● Document excerpt
★ ★ ★ ★ ★

This means if a worker becomes ill at work—even if the illness hasn’t been diagnosed, but COVID-19 is suspected—and they’re admitted as inpatient at a hospital, the employer must report this illness to the nearest Cal/OSHA office.

Remember, serious illnesses include those contracted “in connection with any employment,” which may include cases in which symptoms begin to appear outside of work. An employer should report a serious illness if there’s cause to believe the illness may be work-related, regardless of whether the onset of symptoms occurred at work.

For confirmed or suspected COVID-19 cases, transmission at or during work would make a serious illness reportable. When reporting, the employer should provide information on:

  • The number of cases in the workplace
  • The type, extent, and duration of contact the employee had at the work environment with other people, including the general public
  • Physical distancing and other controls that impact the likelihood of workrelated exposure
  • Whether the employee had work-related contact with anyone who exhibited signs and symptoms of COVID-19

Even if the employer can’t confirm the employee contracted COVID-19 at work, they should report the illness to Cal/OSHA if:

  • The employee requires inpatient hospitalization for treatment
  • There’s reason to believe the employee was exposed in their work environment

Recording COVID-19 cases on OSHA 300 logs

In addition to reporting COVID-19 cases directly to Cal/OSHA when meeting the criteria above, employers must also record work-related illnesses, injuries, and fatalities like any other occupational incident. To be recordable, an illness must be work-related and result in one or more of the following:

  • Days away from work
  • Restricted work or transfer to another job
  • Medical treatment beyond first aid
  • Loss of consciousness
  • A significant injury or illness diagnosed by a physician or other licensed health care professional
  • Death

If a work-related COVID-19 case meets any of these criteria, covered employers in California must record the case on their 300, 300A, and 301 (or equivalent) forms. Though determination of recordability is typically confirmed through a positive test result, if COVID-19 is suspected based on reasonable factors, Cal/OSHA recommends erring on the side of recordability.

Provisions in effect from January 1, 2021, until January 1, 2023

Imminent hazards

This bill revises the labor code to include COVID-19 as part of the workplace imminent hazard definition. This means if a worksite, operation, or process presents a risk of infection to workers, the employer must immediately close the area or process where the risk is present. Additionally, if provided notice of an imminent hazard by Cal/OSHA, the employer must post the notice in a conspicuous place until the area is declared safe and a Cal/OSHA representative removes the notice.

★ ★ ★ ★ ★

● The data
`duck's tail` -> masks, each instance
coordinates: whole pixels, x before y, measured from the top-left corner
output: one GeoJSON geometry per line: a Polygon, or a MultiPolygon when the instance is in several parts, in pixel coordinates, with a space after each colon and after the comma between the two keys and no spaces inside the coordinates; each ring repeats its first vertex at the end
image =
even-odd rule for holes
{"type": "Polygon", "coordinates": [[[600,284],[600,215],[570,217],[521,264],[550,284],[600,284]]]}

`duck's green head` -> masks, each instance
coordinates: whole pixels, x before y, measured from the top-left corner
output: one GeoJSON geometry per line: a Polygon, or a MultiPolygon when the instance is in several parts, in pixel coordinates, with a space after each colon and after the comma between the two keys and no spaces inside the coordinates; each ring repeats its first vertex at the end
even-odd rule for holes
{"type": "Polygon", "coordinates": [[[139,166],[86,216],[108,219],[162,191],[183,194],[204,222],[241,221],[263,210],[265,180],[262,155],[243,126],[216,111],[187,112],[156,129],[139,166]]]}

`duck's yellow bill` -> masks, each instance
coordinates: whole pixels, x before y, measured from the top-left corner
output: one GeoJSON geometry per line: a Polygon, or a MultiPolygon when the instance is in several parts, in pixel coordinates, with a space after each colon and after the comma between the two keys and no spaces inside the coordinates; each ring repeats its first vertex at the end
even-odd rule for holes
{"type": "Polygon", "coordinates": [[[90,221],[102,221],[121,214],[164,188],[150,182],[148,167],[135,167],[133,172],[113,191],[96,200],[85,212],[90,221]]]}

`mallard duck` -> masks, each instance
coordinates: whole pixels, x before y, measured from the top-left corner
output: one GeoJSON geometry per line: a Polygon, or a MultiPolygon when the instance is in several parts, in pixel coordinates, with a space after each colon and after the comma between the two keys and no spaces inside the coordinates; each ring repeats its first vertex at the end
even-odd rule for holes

★ ★ ★ ★ ★

● Work request 1
In the text on Cal/OSHA COVID-19 rules, what does Cal/OSHA recommend when COVID-19 is suspected based on reasonable factors but not confirmed by a positive test?
● Work request 2
Continue the text on Cal/OSHA COVID-19 rules after its final sentence.

● Response 1
Erring on the side of recordability.

● Response 2
Cal/OSHA has also added a rebuttal presumption that a serious violation exists at a worksite if they determine a realistic possibility that death or serious physical harm could result from the violation.

Notification of potential exposure

An employer who has received notice of potential employee exposure to COVID-19 must provide all employees (and employees of subcontractors) who may have been exposed with information regarding COVID-19-related benefits they may be entitled to. This notification must occur within one business day. These benefits may include, 
but aren’t limited to:

  • Workers' compensation
  • COVID-19-related leave
  • Company sick leave
  • State-mandated leave
  • Supplemental sick leave
  • Negotiated leave provisions

The employer must also notify all employees and employees of subcontractors of their disinfection and safety plan.

Note: An employer may not retaliate against a worker for disclosing a positive COVID19 test or diagnosis, or for complying with an order to quarantine or isolate.

Procedures for COVID-19 outbreaks

If an employer is notified that their number of cases meets the California Department of Public Health's definition of a COVID-19 outbreak, the employer must notify their local public health agency within 48 hours to provide the names, occupations, worksites, and total number of affected employees.

The bill requires employers who experience an outbreak to continue providing notice to the local health department of any subsequent laboratory-confirmed cases of COVID-19 at their worksite.